Extract to read
-- -- --

After that we bashed our way through Ra (Ian surged into a healthy lead but his luck gave out in the third age, giving me a 28-26 win) Biblios (I'm Mr Biblios) Love Letter (Ian always wins Love Letter) and Iglu Pop. I can't remember who won that one now.

THEN: Friday Andrew arrived and while Chris made his way down the M4 we played a couple of games of Push It; which is basically tabletop boule: you flick rather than throw. Andrew proved master at it:

Andrew 11
Sam 10


Andrew 11
Sam 4

With Chris now safely ensconced at the table we set up a recent addition to the cupboard: Queen's Necklace. The theme of the game is that you're jewellers crafting trinkets for the court. The mechanics are intriguing: each turn you have ten money to spend on a tableau of cards (emeralds, rubies, diamonds and amber) and as cards are passed over they become cheaper. Three times in the game the Merchant pops up and there's a sale (or scoring round). Players choose which gems to sell to the court, but: you only sell a gem successfully if you have a majority in it, and values can vary wildly due to both the fashions of the court and the rarity of the gems themselves.

Worthless rubies!

Mixed in with the gems are some character cards too; these are bought in the same manner and do a variety of things, like make stuff cheaper, give selling bonuses or steal cards from each other et cetera. I liked the game as a whole, but my phobia of text on cards meant I felt there was maybe too many of these. Unless you play the game really frequently it leads to constant rule-referencing.

-- -- --

Dataset excerpt
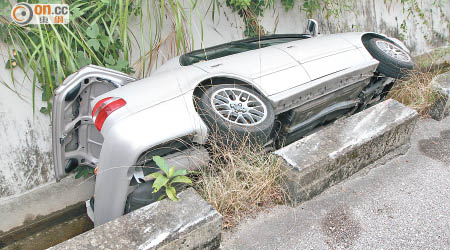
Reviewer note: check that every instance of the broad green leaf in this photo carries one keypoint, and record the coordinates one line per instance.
(171, 171)
(162, 197)
(180, 172)
(171, 193)
(154, 175)
(181, 179)
(110, 60)
(161, 163)
(159, 182)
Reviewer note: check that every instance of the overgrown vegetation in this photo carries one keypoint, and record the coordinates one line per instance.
(240, 181)
(99, 33)
(167, 179)
(415, 90)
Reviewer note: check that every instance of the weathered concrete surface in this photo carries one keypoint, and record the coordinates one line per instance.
(25, 208)
(325, 158)
(441, 107)
(403, 204)
(190, 223)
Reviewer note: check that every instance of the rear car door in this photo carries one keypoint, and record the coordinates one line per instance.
(271, 69)
(76, 141)
(324, 55)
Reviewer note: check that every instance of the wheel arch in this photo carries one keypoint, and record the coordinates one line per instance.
(223, 79)
(366, 36)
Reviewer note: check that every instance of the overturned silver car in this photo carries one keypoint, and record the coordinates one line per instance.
(275, 88)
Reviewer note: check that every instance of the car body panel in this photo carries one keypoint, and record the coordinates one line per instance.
(317, 47)
(316, 76)
(73, 133)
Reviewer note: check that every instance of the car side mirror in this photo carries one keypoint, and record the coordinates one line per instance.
(312, 27)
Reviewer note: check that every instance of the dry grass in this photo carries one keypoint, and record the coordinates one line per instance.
(415, 90)
(240, 181)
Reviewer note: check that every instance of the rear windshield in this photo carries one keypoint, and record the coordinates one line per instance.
(236, 47)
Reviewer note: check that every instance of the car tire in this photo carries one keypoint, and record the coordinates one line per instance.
(236, 114)
(394, 61)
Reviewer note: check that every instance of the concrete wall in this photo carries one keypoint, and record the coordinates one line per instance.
(25, 145)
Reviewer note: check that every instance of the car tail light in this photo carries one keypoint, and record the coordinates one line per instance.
(104, 108)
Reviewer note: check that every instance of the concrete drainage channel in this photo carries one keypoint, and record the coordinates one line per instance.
(312, 164)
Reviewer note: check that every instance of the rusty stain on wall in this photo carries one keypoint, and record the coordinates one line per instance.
(29, 166)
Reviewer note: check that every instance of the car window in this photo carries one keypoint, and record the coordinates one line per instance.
(228, 49)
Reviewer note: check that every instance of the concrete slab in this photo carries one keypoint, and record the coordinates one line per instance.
(334, 153)
(403, 204)
(190, 223)
(441, 107)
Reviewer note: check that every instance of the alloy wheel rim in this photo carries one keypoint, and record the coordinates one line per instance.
(393, 51)
(238, 106)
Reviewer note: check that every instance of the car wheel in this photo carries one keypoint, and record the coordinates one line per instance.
(235, 113)
(394, 61)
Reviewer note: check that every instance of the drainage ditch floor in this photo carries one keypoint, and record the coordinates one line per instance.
(49, 231)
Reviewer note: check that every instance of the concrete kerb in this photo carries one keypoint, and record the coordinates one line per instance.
(325, 158)
(24, 209)
(190, 223)
(441, 86)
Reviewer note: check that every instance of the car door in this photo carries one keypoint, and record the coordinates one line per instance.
(76, 141)
(271, 69)
(324, 55)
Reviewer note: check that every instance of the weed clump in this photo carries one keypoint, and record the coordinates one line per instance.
(240, 180)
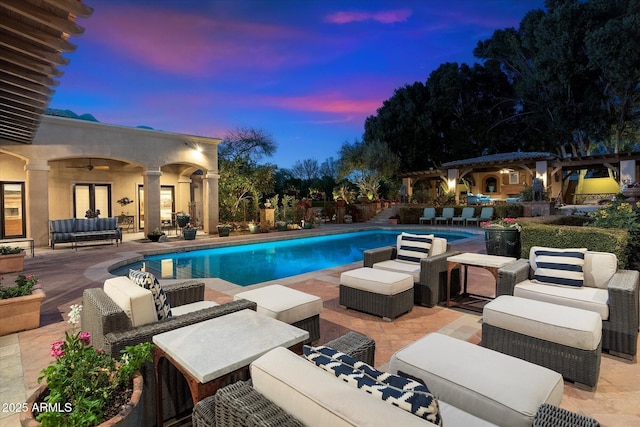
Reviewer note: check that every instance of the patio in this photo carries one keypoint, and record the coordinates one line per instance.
(65, 274)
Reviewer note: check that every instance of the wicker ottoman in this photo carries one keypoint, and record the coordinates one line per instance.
(565, 339)
(288, 305)
(383, 293)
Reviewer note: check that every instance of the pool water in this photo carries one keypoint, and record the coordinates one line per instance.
(260, 262)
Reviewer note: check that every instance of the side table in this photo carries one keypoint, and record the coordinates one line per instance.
(491, 263)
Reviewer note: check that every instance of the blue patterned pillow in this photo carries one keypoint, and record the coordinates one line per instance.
(414, 247)
(560, 266)
(402, 392)
(148, 281)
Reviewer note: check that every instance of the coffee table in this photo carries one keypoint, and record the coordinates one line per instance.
(491, 263)
(216, 352)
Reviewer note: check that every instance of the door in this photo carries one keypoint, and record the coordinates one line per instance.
(12, 220)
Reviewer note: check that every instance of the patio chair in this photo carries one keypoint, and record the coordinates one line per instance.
(447, 215)
(466, 214)
(486, 214)
(603, 288)
(112, 330)
(429, 272)
(429, 214)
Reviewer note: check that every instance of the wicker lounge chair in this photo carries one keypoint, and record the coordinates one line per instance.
(620, 329)
(111, 330)
(467, 213)
(432, 283)
(429, 214)
(446, 217)
(485, 215)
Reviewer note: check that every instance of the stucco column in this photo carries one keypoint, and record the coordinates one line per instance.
(37, 201)
(211, 203)
(183, 194)
(151, 180)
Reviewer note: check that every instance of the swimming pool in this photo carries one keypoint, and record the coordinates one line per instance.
(253, 263)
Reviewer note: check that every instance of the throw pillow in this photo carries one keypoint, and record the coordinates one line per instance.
(148, 281)
(560, 266)
(414, 247)
(404, 393)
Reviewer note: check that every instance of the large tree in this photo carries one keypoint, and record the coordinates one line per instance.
(562, 63)
(242, 179)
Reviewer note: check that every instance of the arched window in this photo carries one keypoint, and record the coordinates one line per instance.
(491, 185)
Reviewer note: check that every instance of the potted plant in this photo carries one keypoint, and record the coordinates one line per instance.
(224, 230)
(189, 232)
(182, 219)
(155, 235)
(84, 386)
(20, 305)
(502, 237)
(11, 259)
(254, 227)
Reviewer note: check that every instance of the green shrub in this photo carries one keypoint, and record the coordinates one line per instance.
(616, 241)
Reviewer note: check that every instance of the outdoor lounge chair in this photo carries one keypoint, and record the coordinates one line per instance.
(111, 330)
(486, 214)
(429, 214)
(466, 214)
(429, 272)
(447, 215)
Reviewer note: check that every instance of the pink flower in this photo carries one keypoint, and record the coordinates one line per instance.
(56, 349)
(85, 337)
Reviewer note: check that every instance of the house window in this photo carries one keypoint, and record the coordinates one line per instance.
(12, 219)
(92, 197)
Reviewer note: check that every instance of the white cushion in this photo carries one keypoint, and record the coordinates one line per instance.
(377, 281)
(190, 308)
(586, 298)
(317, 398)
(560, 324)
(599, 267)
(136, 301)
(400, 267)
(559, 266)
(490, 385)
(282, 303)
(413, 247)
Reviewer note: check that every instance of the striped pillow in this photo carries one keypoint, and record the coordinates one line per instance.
(404, 393)
(414, 247)
(560, 266)
(148, 281)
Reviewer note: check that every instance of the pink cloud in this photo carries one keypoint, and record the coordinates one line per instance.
(384, 17)
(196, 45)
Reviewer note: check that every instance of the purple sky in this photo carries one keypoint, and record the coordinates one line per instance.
(306, 71)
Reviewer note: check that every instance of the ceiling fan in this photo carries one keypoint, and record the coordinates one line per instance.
(90, 167)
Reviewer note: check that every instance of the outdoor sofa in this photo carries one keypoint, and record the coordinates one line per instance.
(291, 390)
(429, 271)
(74, 230)
(112, 329)
(601, 287)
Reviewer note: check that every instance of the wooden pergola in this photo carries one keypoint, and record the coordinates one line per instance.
(33, 36)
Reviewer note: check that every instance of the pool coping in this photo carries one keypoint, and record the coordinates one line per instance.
(102, 271)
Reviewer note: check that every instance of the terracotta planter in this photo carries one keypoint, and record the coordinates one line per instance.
(20, 313)
(12, 263)
(130, 416)
(189, 234)
(503, 242)
(223, 231)
(154, 237)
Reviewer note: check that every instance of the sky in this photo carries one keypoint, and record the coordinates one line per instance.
(307, 72)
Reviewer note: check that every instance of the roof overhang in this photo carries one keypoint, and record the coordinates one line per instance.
(33, 36)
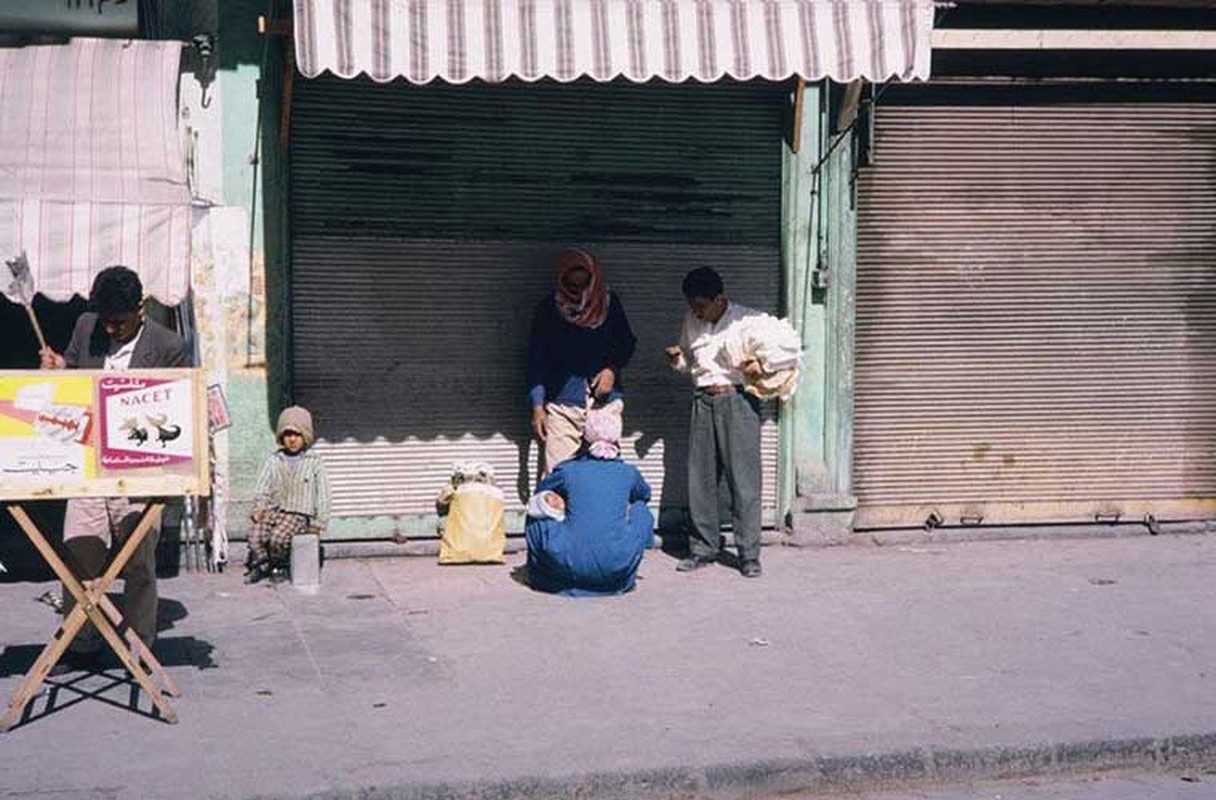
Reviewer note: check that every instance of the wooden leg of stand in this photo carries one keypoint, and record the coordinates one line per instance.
(41, 668)
(140, 651)
(90, 603)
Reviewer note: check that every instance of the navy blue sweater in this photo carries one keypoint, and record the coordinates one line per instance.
(562, 358)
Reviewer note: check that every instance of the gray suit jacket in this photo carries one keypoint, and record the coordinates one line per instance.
(158, 347)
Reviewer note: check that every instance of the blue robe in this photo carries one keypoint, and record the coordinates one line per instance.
(596, 550)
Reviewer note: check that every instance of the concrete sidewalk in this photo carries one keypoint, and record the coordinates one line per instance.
(853, 666)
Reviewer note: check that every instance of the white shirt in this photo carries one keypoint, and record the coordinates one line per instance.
(704, 347)
(120, 359)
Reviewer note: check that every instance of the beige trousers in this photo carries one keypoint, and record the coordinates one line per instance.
(563, 429)
(93, 529)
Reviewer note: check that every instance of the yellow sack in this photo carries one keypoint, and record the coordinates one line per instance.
(477, 527)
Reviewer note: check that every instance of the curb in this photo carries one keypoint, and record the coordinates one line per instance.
(826, 775)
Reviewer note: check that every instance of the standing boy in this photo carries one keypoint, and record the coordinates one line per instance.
(724, 433)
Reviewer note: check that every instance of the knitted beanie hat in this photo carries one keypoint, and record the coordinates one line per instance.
(296, 418)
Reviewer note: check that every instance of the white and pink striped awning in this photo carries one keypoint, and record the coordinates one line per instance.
(460, 40)
(91, 168)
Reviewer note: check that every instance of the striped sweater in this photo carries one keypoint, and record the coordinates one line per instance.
(303, 490)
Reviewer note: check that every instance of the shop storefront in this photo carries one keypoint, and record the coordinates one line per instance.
(1035, 316)
(466, 144)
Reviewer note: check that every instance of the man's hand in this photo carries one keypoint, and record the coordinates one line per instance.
(603, 382)
(539, 422)
(51, 360)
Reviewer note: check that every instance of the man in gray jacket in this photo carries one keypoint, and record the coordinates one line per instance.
(113, 334)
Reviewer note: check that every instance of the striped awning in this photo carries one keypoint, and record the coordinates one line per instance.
(91, 167)
(460, 40)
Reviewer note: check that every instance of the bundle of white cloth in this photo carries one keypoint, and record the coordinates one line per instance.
(776, 345)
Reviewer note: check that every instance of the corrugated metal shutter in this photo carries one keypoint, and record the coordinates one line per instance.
(1036, 324)
(424, 225)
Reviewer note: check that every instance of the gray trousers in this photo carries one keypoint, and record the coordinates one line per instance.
(724, 446)
(94, 529)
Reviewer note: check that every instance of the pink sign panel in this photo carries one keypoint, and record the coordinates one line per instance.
(145, 422)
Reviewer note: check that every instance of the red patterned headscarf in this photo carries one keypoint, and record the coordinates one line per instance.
(589, 309)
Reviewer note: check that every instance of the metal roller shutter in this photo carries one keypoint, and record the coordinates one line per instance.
(1036, 325)
(424, 221)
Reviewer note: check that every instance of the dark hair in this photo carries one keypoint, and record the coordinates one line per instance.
(117, 289)
(703, 282)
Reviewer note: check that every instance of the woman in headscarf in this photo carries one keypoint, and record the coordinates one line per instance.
(580, 341)
(596, 546)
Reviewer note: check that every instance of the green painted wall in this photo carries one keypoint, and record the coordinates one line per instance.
(249, 82)
(820, 275)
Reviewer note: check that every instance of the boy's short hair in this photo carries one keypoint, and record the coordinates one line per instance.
(117, 289)
(703, 282)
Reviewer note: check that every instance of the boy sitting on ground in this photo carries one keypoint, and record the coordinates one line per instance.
(292, 496)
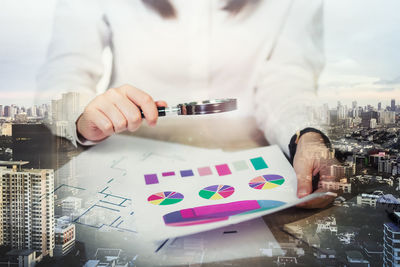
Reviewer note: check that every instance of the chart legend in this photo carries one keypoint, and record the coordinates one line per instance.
(268, 181)
(216, 192)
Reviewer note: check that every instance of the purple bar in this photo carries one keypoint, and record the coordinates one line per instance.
(168, 174)
(223, 169)
(151, 178)
(186, 173)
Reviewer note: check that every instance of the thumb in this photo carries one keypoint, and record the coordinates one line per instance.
(304, 172)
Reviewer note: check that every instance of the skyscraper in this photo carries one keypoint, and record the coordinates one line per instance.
(7, 111)
(33, 143)
(367, 117)
(27, 210)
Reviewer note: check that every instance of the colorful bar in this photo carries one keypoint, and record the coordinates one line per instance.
(259, 163)
(223, 169)
(151, 179)
(187, 173)
(203, 171)
(240, 165)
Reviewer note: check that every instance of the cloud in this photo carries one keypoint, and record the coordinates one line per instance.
(388, 82)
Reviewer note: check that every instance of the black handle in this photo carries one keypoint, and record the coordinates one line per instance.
(161, 112)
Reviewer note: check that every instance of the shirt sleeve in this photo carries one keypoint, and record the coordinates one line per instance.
(74, 62)
(287, 86)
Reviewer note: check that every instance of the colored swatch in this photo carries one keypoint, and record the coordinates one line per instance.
(151, 179)
(203, 171)
(223, 169)
(219, 212)
(165, 198)
(268, 181)
(164, 174)
(216, 192)
(240, 165)
(187, 173)
(258, 163)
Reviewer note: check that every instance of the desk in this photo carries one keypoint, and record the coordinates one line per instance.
(307, 236)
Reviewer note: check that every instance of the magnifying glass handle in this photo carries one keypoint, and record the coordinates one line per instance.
(164, 111)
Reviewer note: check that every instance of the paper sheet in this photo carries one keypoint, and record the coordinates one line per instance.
(212, 192)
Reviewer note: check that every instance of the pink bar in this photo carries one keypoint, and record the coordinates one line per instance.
(168, 174)
(187, 213)
(204, 171)
(234, 206)
(223, 169)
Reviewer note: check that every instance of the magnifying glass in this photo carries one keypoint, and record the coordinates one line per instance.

-- -- --

The tasks
1 - In the game-night write-up, starting at "With Chris now" and ending at "the gems themselves.", reproduce the passage but swap "jewellers" for "goldsmiths".
2 - Name every board game mentioned in the game-night write-up.

Responses to the tasks
1 -
With Chris now safely ensconced at the table we set up a recent addition to the cupboard: Queen's Necklace. The theme of the game is that you're goldsmiths crafting trinkets for the court. The mechanics are intriguing: each turn you have ten money to spend on a tableau of cards (emeralds, rubies, diamonds and amber) and as cards are passed over they become cheaper. Three times in the game the Merchant pops up and there's a sale (or scoring round). Players choose which gems to sell to the court, but: you only sell a gem successfully if you have a majority in it, and values can vary wildly due to both the fashions of the court and the rarity of the gems themselves.

2 - Ra, Biblios, Love Letter, Iglu Pop, Push It, Queen's Necklace